SOURCE:
•••••
L’hydrogène, plan B de la voiture électrique
Par Jean-Michel Normand
Après
Hyundai, Toyota et Honda dévoilent, eux aussi, leur première voiture
dotée d’une pile à combustible. Une technologie pleine de promesses.
Une
voiture électrique, mais en mieux. Un véhicule « zéro
émission » offrant l’autonomie et la simplicité d’usage d’un
moteur traditionnel. Encore inconnue du grand public, l’automobile à
hydrogène avance des arguments plutôt efficaces et, désormais,
concrets. Les constructeurs japonais Toyota et Honda viennent tout
juste de dévoiler des modèles qui seront commercialisés alors que la
filière compte sur la proximité de la COP21, fin novembre, pour se
présenter à son avantage.

Le cœur de cette voiture, c’est sa pile à combustible. Au contact de
l’oxygène, elle transforme l’hydrogène, molécule à l’incomparable
densité énergétique, en électricité et rejette un peu d’eau. La Toyota
Mirai et la Honda Clarity mais aussi la Hyundai ix35, doyenne de la
catégorie, font le plein en à peine plus de trois minutes et parcourent
jusqu’à 600 kilomètres. Presque autant qu’un diesel et deux fois
plus qu’une voiture électrique — qui se recharge en au moins une
demi-heure.
Environ 50 € le plein
« Les véhicules qui utilisent une pile à combustible sont les plus
efficients. L’hydrogène est le chaînon manquant vers la transition
énergétique », veut croire Pierre-Etienne Franc, directeur des
marchés et technologies avancés d’Air Liquide, gros producteur
d’hydrogène. La pile à combustible rend inutile la présence de lourdes
batteries qu’il faudra recycler et s’approvisionne grâce à des
réservoirs parés à toute épreuve, assurent leurs concepteurs. Plus
largement, l’hydrogène se présente comme un excellent moyen de stocker
des énergies intermittentes renouvelables d’origine éolienne, solaire
ou hydraulique. Ces promesses, cependant, restent encore largement
virtuelles.
•••••
DONNÉES AFFICHÉES:
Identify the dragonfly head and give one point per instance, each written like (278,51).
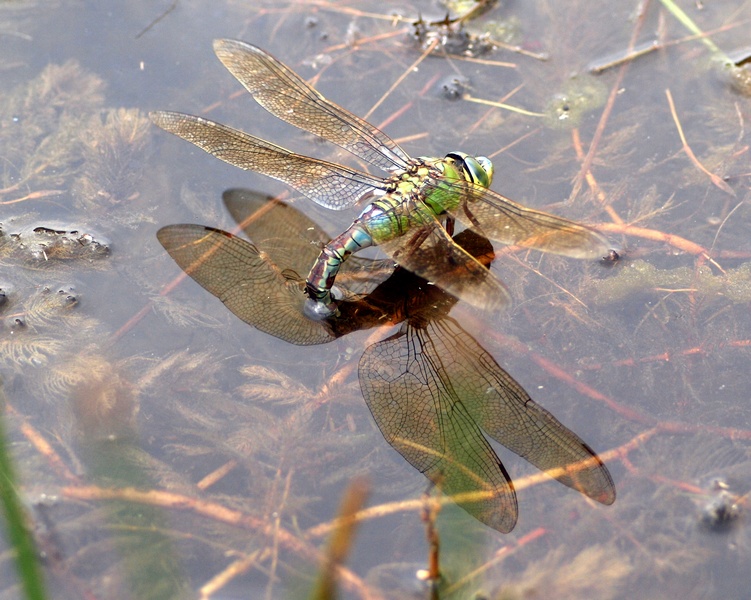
•••••
TÂCHES À RÉALISER:
A: Pouvez-vous recopier, dans l'article sur la voiture à hydrogène, le passage qui commence à « L’hydrogène, plan B » et se termine à « pleine de promesses. » ?
B: Répondez à ces questions d'après l'article sur la voiture à hydrogène :
(i) Quelle distance la Toyota Mirai, la Honda Clarity et la Hyundai ix35 peuvent-elles parcourir ?
(ii) Quel poste Pierre-Etienne Franc occupe-t-il chez Air Liquide ?
(iii) Que rejette la pile à combustible lorsqu'elle transforme l'hydrogène en électricité ?
C: Pourriez-vous poursuivre l'article sur la voiture à hydrogène à partir de sa dernière phrase ?

RÉPONSES:
A:
L’hydrogène, plan B de la voiture électrique
Par Jean-Michel Normand
Après
Hyundai, Toyota et Honda dévoilent, eux aussi, leur première voiture
dotée d’une pile à combustible. Une technologie pleine de promesses.

B:
(i) Jusqu'à 600 kilomètres.
(ii) Directeur des marchés et technologies avancés.
(iii) Un peu d'eau.

C:
Pour l’instant, la voiture à hydrogène ressemble à un plan B.
Outre son tarif (59 700 euros, superbonus déduit, pour la
ix35 Fuel Cell de Hyundai, par exemple), elle doit faire avec un
carburant cher (50 euros environ pour un plein, dix fois plus
qu’une recharge de batteries) dont la production n’est pas encore un
modèle d’écologie. Plus de 95 % de l’hydrogène est obtenu à partir
de ressources fossiles comme le charbon ou le gaz naturel. On peut
produire « propre » à partir de biogaz, ou par électrolyse de
l’eau, mais à un coût très élevé à cause, entre autres, de la
consommation d’électricité qui y est liée.
Bref, l’hydrogène ne pourra devenir compétitif qu’à très grande
échelle, à condition de mobiliser d’énormes investissements publics
comme privés, notamment pour constituer un réseau de distribution
d’envergure, et de bénéficier d’un traitement fiscal de choc.
Une technologie adaptée aux longs trajets
La voiture électrique classique, elle, a pris de l’avance. En Europe,
des partenariats se sont déjà noués pour multiplier les solutions de
recharge alors que l’Asie voit plutôt son intérêt dans l’hydrogène.
Dans le futur, l’essor de la pile à combustible sera inversement
proportionnel aux performances des batteries, qui vont devoir fortement
gagner en autonomie et voir leur coût de fabrication baisser pour
atteindre une part de marché significative. Chez Renault, on annonce le
doublement d’ici à 2020 de l’autonomie offerte par les actuels
accumulateurs lithium-ion ; la prochaine Zoe pourra parcourir
300 kilomètres.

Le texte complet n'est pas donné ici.